* _Tasks to carry out_
• 1. In the commission hearing excerpt, what did Peter Johnstone say canon law gives the Pope?
• 2. Continue the commission hearing excerpt from the point where it stops.

* _Text provided_
====================

Coate: “Is there a resistance to that consistency inside the Bishops Conference?”

Coleridge: “No, I think bishops have recognised it cannot be business as usual.”

Commissioner Murray has asked why that inconsistency has occurred, and why they were so great, and very current, and has opened the issue up to all panels.

Murray: “Was there a genuine commitment to it in the first place, in spirit and the application of the principles?”

Peter Johnstone said canon law gives the Pope ultimate control over bishops, overall, which allowed the Vatican to maintain control effectively.

The inconsistency of the application of Towards Healing across dioceses was a “critical damnation” of the way the church works in response to child sexual abuse, Johnstone said.

Coleridge has responded to questions about accountability by the church, by telling the commission that there were often problems with authority.

Problem priests often had problem with authority if they were questioned by more senior clergy, and they were often authoritarian in their dealings with people they regarded as below them – parishioners.

Coleridge: “There’s no question that if priests were employees of the bishop, it could be helpful but it could have unintended side-effects.”

Parkinson has cut in here, and said the bigger problem for the church is the lack of structure across the church.

Parkinson said the problem was the number of dioceses and orders that were only accountable to Rome, and Rome is a long way away and has not dealt with the governance issue, or the child sexual abuse crisis, well.

The issue “was not about how individual dioceses run their shows”, but about governance across the country.

====================

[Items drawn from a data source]
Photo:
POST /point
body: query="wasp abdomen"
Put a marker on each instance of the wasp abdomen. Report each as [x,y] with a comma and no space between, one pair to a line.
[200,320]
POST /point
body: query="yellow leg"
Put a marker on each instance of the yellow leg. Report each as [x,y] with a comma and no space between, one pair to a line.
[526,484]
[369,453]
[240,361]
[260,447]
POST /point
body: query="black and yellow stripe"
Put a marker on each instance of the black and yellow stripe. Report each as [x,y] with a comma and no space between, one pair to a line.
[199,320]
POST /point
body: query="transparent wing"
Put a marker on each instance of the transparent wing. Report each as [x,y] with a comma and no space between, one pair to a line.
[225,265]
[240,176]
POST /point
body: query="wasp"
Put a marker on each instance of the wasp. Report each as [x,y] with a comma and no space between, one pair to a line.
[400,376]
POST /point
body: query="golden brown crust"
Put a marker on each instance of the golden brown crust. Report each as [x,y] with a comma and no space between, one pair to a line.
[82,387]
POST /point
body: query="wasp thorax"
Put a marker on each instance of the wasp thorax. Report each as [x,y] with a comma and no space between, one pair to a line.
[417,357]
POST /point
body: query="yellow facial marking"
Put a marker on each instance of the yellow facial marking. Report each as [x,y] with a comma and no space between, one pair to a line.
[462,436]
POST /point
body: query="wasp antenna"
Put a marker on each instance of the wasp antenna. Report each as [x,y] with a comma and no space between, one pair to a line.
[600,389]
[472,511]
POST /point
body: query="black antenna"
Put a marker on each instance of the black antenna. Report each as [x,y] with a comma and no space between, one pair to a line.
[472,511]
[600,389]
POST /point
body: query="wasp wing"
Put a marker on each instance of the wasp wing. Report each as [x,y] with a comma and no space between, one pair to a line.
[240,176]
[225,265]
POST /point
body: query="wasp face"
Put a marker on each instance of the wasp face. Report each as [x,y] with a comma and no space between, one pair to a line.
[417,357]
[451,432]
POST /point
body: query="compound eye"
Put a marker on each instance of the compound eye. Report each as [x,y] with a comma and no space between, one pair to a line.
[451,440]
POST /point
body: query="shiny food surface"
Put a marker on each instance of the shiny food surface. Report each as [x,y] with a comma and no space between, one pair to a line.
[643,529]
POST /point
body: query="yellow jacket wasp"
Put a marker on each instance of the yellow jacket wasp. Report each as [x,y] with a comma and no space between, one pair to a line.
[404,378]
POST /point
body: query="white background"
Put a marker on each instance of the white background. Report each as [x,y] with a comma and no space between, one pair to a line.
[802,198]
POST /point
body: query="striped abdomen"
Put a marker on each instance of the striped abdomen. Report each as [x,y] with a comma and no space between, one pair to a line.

====================

* _Responses by task_
• 1. Ultimate control over bishops.

• 2.
Peter Johnstone said he was worried about Coleridge’s earlier comment that change within the church is “slow and painful”, and argued for what some would see as a radical move.

“I think there needs to be a circuit breaker in the church. The Pope could appoint 50 per cent of positions within the curia as progressive women theologians, who could do that as well as any of the blokes who are there at the moment. That would change the dynamic tomorrow,” Mr Johnstone said.

“We are dealing with a church that does not treat women as equal. Under canon law there’s a dubious provision that women can’t do governance, and that could be changed.

“It’s abuot people who live normal lives and about recognising the gender imbalance, which is unjust.

Mr Johnstone said his organisation, Catholics for Renewal, had just conducted a survey of Catholics on bishop selection, and they argued governance in the church was unacceptable.

1.04pm The royal commission has adjourned for lunch. It will resume at 2pm for questions to panelists by counsel for the Catholic Church. The commission will finish early today but resume at 6pm for evidence from Dr Gerry O’Hanlon, Adjunct Associate Professor of Theology, Loyola Institute, Trinity College, Dublin, Ireland.  

11.59am The royal commission resumes.

Archbishop Coleridge has defined clericalism as church hierarchy geared to power and not service. Clericalism has been raised as a significant factor contributing to the child sexual abuse crisis, and development of what was described on Tuesday as “a caste set apart” of priests. It’s also been described as a “clerical club”.

The late former finance manager of Maitland-Newcastle diocese, John Feenan, once described the church and clericalism as “the ultimate boys’ club”.

Coleridge said he agrees with having lay people, and women particularly, in decision-making processes with real responsibility.

He has told the commission that if the Catholic Church cannot ordain women as priests, it had a responsibility to put women in positions of “real responsibility”.

Furness has asked Coleridge if he has introduced anything in his diocese similar to what is in place in Adelaide diocese, where women have some authority over priests.

Coleridge said one of the most important of his advisory bodies is made up of lay people, although he and his vicar general also sit on that body. We have already heard evidence today from Dr Cleary that such a model is not necessarily the best one, given the “authority” of clerics.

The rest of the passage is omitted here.